=== WHAT YOU HAVE TO DO ===
Your answer should be the lines below from the one holding "Indicate the corrugated" through the one holding "Indicate the bare tree in", copied exactly and with nothing else.
Segment Start: EXERCISE INPUTS
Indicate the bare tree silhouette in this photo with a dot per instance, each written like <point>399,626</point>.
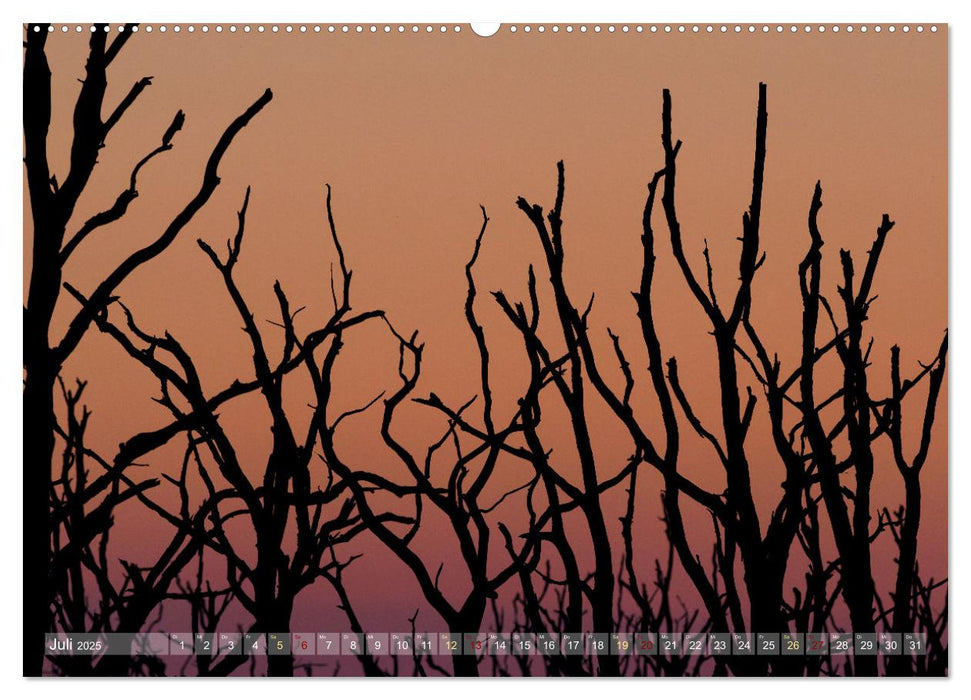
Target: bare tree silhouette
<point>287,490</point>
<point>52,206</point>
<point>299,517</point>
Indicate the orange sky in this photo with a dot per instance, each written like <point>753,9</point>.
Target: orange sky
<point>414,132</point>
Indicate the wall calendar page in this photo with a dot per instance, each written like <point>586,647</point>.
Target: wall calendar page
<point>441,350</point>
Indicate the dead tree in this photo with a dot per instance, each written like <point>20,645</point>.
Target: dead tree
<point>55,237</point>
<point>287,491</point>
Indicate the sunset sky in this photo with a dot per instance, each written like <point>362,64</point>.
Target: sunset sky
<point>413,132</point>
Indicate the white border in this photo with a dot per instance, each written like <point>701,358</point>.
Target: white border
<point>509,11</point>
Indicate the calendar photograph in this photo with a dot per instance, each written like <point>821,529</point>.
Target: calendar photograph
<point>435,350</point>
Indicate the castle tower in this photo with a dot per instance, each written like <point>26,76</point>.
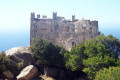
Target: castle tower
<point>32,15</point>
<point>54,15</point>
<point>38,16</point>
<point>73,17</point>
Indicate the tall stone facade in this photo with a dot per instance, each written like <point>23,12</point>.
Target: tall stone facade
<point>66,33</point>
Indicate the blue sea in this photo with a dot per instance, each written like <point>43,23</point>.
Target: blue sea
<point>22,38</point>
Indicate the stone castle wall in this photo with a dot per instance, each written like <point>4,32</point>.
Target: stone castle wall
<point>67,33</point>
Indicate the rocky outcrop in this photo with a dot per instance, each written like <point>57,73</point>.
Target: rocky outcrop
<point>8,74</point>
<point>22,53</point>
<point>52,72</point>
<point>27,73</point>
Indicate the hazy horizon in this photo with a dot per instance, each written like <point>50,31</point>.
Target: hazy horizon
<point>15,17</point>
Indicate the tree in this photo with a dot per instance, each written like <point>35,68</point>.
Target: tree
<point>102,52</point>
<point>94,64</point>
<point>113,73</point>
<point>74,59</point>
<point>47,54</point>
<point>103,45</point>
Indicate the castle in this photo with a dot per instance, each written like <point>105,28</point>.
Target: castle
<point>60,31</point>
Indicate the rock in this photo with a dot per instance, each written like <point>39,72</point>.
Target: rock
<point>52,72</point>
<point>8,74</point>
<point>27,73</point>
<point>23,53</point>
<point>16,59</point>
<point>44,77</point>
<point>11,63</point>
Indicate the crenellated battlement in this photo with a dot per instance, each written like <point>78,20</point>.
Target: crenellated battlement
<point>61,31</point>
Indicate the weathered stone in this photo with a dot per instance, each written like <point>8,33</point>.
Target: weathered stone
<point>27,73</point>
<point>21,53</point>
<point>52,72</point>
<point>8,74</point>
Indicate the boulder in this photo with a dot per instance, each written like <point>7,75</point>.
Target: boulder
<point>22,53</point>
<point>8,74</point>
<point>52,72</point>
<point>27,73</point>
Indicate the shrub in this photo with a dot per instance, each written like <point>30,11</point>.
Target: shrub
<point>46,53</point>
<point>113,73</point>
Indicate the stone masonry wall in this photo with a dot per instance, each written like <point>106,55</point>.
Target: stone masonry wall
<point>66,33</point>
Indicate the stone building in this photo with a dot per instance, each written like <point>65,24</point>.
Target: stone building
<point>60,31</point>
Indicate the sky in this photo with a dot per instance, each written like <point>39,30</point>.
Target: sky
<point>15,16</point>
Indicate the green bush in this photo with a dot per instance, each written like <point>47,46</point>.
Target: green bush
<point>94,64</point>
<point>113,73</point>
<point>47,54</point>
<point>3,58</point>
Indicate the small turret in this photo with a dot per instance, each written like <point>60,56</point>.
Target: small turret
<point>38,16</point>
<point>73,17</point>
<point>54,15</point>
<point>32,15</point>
Segment End: EXERCISE INPUTS
Segment Start: EXERCISE INPUTS
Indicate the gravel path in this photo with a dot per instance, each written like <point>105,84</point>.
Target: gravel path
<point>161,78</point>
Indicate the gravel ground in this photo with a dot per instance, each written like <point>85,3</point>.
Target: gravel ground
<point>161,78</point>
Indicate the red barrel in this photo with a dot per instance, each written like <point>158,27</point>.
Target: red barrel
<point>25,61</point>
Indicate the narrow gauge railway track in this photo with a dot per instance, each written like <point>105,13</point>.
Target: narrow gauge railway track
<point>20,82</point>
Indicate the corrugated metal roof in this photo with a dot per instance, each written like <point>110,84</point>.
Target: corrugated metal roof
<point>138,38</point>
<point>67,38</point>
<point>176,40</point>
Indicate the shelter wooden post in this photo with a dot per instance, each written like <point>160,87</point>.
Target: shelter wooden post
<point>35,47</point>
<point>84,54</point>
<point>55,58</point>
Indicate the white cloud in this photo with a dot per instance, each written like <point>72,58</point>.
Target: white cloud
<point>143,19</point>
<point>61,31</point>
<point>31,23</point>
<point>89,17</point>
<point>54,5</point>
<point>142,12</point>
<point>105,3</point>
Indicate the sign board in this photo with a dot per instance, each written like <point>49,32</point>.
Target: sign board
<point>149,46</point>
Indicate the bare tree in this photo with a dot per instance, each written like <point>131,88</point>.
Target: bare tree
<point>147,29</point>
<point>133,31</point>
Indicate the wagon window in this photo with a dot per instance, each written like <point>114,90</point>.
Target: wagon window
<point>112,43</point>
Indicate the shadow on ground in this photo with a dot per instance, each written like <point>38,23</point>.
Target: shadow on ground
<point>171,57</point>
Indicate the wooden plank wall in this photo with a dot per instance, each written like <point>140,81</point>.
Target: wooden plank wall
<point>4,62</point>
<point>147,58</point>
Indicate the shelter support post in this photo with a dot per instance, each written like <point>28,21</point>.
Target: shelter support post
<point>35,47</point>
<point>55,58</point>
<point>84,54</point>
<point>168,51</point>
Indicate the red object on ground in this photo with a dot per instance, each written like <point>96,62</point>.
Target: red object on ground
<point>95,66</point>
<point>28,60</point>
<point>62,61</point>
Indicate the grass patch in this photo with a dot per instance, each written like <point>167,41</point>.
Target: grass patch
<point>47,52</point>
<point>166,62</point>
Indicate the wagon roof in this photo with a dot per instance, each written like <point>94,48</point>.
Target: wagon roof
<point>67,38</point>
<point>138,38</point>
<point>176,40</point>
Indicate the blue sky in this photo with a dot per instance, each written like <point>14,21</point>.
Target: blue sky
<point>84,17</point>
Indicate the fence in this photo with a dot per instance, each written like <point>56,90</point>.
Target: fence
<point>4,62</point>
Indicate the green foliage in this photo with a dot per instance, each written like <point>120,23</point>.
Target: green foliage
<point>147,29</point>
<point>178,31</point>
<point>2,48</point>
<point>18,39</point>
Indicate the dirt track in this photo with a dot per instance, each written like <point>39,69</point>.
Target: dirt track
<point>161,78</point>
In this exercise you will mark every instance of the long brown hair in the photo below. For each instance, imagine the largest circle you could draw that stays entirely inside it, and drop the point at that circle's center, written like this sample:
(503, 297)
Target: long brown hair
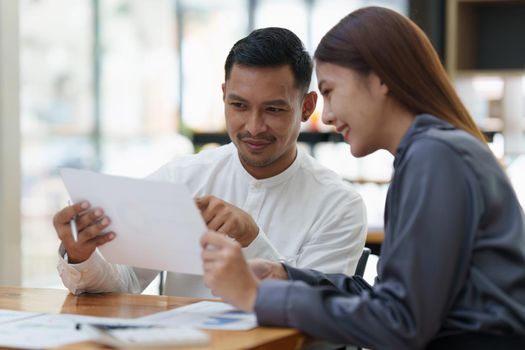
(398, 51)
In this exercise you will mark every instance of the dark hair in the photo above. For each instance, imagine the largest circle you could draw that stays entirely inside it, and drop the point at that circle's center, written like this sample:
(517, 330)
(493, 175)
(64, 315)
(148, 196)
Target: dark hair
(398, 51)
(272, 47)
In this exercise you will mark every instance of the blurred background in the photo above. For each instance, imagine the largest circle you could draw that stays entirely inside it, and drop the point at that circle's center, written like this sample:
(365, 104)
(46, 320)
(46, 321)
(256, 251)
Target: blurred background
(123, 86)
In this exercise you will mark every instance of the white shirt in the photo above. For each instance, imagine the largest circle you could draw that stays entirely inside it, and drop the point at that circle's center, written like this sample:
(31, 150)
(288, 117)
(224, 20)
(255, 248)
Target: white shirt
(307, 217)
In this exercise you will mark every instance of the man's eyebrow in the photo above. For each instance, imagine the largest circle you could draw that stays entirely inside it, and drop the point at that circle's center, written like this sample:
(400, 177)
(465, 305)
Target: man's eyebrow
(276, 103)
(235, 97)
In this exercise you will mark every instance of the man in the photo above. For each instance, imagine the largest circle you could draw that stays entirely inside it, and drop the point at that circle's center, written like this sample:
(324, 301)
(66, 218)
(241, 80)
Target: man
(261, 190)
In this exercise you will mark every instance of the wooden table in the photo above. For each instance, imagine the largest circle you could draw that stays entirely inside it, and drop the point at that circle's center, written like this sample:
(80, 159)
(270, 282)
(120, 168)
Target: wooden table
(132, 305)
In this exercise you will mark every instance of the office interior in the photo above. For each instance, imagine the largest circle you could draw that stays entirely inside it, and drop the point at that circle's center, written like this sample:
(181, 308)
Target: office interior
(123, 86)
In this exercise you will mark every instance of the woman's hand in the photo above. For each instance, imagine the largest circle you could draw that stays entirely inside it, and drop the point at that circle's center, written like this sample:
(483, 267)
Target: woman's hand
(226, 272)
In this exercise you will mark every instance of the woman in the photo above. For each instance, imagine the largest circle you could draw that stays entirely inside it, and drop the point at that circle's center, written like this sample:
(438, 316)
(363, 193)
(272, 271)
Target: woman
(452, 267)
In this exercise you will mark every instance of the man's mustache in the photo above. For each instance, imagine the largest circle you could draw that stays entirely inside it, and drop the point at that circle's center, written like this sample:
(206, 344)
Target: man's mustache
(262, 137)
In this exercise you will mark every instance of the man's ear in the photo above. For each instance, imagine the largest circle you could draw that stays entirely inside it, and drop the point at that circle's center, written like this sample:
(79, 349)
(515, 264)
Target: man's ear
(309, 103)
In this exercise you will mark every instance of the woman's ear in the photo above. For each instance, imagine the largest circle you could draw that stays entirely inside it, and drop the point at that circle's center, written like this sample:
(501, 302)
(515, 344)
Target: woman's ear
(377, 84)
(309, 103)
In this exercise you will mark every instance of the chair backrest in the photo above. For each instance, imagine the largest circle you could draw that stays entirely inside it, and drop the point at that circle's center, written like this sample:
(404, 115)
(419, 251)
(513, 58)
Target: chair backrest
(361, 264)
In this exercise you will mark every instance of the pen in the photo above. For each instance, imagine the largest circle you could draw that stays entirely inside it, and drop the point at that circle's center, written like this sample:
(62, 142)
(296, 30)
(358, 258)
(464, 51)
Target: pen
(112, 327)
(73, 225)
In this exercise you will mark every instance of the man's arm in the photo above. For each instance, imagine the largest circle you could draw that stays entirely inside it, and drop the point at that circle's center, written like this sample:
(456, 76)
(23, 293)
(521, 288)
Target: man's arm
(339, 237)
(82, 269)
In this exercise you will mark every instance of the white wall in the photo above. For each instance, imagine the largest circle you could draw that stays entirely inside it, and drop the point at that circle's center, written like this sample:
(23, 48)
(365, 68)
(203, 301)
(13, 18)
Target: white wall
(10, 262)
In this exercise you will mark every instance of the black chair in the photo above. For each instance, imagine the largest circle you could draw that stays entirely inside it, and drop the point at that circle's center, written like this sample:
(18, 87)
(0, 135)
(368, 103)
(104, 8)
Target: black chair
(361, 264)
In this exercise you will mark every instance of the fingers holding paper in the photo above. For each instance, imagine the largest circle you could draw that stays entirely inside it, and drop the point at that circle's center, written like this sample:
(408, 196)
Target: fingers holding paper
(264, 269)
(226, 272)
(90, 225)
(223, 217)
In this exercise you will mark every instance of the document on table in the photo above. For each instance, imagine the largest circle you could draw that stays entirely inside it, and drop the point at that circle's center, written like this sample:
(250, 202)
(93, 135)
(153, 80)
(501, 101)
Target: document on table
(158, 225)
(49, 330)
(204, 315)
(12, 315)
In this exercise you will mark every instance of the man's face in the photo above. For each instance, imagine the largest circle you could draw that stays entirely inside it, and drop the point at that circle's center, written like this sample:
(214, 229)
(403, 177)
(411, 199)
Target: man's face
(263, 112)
Segment End: EXERCISE INPUTS
=== RESULT ===
Indicate the corrugated metal roof in this photo with a dot per instance, each written like <point>110,84</point>.
Target: corrugated metal roof
<point>138,38</point>
<point>67,38</point>
<point>176,40</point>
Indicate the shelter wooden post in this photo with a dot per instance, each written like <point>160,87</point>.
Target: shelter wooden post
<point>35,47</point>
<point>84,54</point>
<point>55,58</point>
Indicate the white cloud in this photo with a dot per instance, each written like <point>72,58</point>.
Target: white cloud
<point>143,19</point>
<point>61,31</point>
<point>31,23</point>
<point>89,17</point>
<point>54,5</point>
<point>142,12</point>
<point>105,3</point>
Indicate the sign board in this photo with a dot per instance, each written like <point>49,32</point>.
Target: sign board
<point>149,46</point>
Indicate the bare tree in this photo with a dot per instance, each written like <point>131,88</point>.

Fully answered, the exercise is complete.